• What to work on
Rewrite the rows below, changing every "img_query" to "image_query" and keeping all other text the same.

[Data extracted from a collection]
╭──

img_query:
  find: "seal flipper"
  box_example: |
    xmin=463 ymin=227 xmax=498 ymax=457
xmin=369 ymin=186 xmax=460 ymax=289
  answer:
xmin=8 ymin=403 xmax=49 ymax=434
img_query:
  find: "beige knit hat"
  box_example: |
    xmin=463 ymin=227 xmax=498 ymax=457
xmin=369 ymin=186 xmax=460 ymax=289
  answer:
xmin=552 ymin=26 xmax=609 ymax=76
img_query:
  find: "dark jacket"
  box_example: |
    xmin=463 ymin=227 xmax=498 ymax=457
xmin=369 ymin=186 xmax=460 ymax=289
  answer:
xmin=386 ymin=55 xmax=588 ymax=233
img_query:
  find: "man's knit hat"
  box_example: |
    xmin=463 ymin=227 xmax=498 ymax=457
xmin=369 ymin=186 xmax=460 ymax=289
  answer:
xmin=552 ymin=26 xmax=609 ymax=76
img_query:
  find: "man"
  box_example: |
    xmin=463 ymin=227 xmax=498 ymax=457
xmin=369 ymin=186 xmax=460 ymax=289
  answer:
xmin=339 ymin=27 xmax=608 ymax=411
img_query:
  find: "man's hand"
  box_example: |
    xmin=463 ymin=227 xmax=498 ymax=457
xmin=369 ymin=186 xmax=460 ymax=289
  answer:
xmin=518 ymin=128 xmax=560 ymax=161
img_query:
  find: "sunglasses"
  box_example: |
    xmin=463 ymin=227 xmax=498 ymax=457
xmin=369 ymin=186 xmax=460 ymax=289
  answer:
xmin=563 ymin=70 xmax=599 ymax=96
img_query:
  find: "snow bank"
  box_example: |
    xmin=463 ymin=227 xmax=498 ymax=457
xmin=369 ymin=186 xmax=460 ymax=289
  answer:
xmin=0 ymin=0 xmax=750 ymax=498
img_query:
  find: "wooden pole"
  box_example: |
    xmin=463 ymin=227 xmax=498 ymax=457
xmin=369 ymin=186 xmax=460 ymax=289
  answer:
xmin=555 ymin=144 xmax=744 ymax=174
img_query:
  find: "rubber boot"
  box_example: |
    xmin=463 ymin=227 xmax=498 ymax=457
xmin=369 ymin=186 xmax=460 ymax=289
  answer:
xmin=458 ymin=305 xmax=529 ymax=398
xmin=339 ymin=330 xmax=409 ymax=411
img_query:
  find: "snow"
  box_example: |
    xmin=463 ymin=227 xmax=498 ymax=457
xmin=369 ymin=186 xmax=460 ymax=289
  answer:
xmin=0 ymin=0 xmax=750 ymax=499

╰──

• Answer to this exercise
image_query:
  find: "seal flipper"
  box_example: |
    xmin=463 ymin=227 xmax=498 ymax=457
xmin=369 ymin=186 xmax=460 ymax=289
  answer:
xmin=8 ymin=403 xmax=49 ymax=434
image_query:
  find: "beige knit hat"
  box_example: |
    xmin=463 ymin=227 xmax=498 ymax=457
xmin=369 ymin=186 xmax=460 ymax=289
  answer:
xmin=552 ymin=26 xmax=609 ymax=76
image_query:
  find: "dark jacket"
  box_example: |
    xmin=463 ymin=227 xmax=498 ymax=457
xmin=369 ymin=186 xmax=460 ymax=289
  answer:
xmin=386 ymin=55 xmax=588 ymax=233
image_query:
  find: "man's knit hat"
  box_example: |
    xmin=463 ymin=227 xmax=498 ymax=457
xmin=369 ymin=186 xmax=460 ymax=289
  answer:
xmin=552 ymin=26 xmax=609 ymax=76
image_query:
  find: "man"
  box_example: |
    xmin=463 ymin=227 xmax=498 ymax=457
xmin=369 ymin=186 xmax=460 ymax=289
  answer:
xmin=339 ymin=27 xmax=608 ymax=411
image_query:
  find: "man's hand"
  box_example: |
    xmin=463 ymin=227 xmax=498 ymax=457
xmin=369 ymin=186 xmax=460 ymax=289
  answer:
xmin=518 ymin=128 xmax=560 ymax=161
image_query:
  find: "sunglasses"
  box_example: |
    xmin=463 ymin=227 xmax=498 ymax=457
xmin=369 ymin=186 xmax=460 ymax=289
  answer:
xmin=563 ymin=70 xmax=599 ymax=96
image_query:
  find: "snow bank"
  box_example: |
    xmin=463 ymin=227 xmax=498 ymax=457
xmin=369 ymin=186 xmax=460 ymax=289
  answer:
xmin=0 ymin=0 xmax=750 ymax=498
image_query:
  find: "wooden pole"
  box_example: |
    xmin=463 ymin=227 xmax=498 ymax=457
xmin=369 ymin=186 xmax=460 ymax=289
  answer:
xmin=555 ymin=144 xmax=744 ymax=174
image_query:
  find: "rubber boot"
  box_example: |
    xmin=463 ymin=227 xmax=498 ymax=457
xmin=369 ymin=186 xmax=460 ymax=289
  answer:
xmin=458 ymin=305 xmax=529 ymax=398
xmin=339 ymin=330 xmax=409 ymax=411
image_query:
  find: "snow"
  box_example: |
    xmin=463 ymin=227 xmax=498 ymax=457
xmin=369 ymin=186 xmax=460 ymax=289
  answer:
xmin=0 ymin=0 xmax=750 ymax=499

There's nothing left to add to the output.